> [Work required]:
Copy out the material again, starting at the line that contains "the small candle" and continuing through the end of the material, with the requests included. Scale every x and y coordinate in the answers by 1.25 and round each result to a whole number, rounding halves up.
* Start Supplied data *
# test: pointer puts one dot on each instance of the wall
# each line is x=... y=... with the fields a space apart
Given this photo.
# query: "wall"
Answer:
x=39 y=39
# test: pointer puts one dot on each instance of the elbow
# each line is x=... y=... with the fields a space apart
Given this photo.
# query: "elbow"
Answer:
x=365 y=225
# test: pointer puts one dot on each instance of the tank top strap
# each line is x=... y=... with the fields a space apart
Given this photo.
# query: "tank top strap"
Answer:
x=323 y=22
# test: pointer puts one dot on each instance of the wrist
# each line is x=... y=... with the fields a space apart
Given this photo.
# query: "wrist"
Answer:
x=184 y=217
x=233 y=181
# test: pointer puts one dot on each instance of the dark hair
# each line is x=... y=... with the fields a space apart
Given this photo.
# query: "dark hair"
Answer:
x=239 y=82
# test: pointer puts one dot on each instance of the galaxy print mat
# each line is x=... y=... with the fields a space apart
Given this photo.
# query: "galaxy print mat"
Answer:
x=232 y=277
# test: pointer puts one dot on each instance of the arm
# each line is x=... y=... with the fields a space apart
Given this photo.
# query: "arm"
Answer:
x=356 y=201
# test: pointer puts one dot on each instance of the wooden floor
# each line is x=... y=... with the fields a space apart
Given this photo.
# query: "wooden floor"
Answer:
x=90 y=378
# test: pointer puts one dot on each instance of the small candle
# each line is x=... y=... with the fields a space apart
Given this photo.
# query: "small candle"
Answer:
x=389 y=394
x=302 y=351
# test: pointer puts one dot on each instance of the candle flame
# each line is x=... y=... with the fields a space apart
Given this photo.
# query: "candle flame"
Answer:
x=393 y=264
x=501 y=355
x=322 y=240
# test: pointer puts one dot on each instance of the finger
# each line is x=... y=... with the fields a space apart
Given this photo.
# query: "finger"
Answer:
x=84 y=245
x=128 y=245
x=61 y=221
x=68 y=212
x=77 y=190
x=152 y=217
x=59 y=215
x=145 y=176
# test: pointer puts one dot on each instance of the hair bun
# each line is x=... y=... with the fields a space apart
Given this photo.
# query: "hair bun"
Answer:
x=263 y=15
* End Supplied data *
> [Solution for this problem]:
# test: pointer puts one dot on each instance of the small candle
# each line is x=... y=... with the fields a space apart
Given this photo.
# query: "small candle"
Answer:
x=486 y=493
x=378 y=439
# test: pointer puts one dot on each instance of the candle flame
# each line is x=... y=... with the fields a space apart
Given this photo.
# query: "candle flame"
Answer:
x=491 y=330
x=626 y=444
x=403 y=300
# test: pointer puts one dot on each instance of the finger
# each line is x=... y=... with the fields a space apart
Given this photo.
# query: "finger"
Answer:
x=105 y=306
x=160 y=306
x=76 y=276
x=85 y=265
x=96 y=238
x=190 y=271
x=74 y=269
x=181 y=220
# test: pointer puts one dot on each instance of the hair bun
# each line is x=... y=... with the fields a space apart
Given this photo.
# query: "hair bun"
Answer:
x=329 y=19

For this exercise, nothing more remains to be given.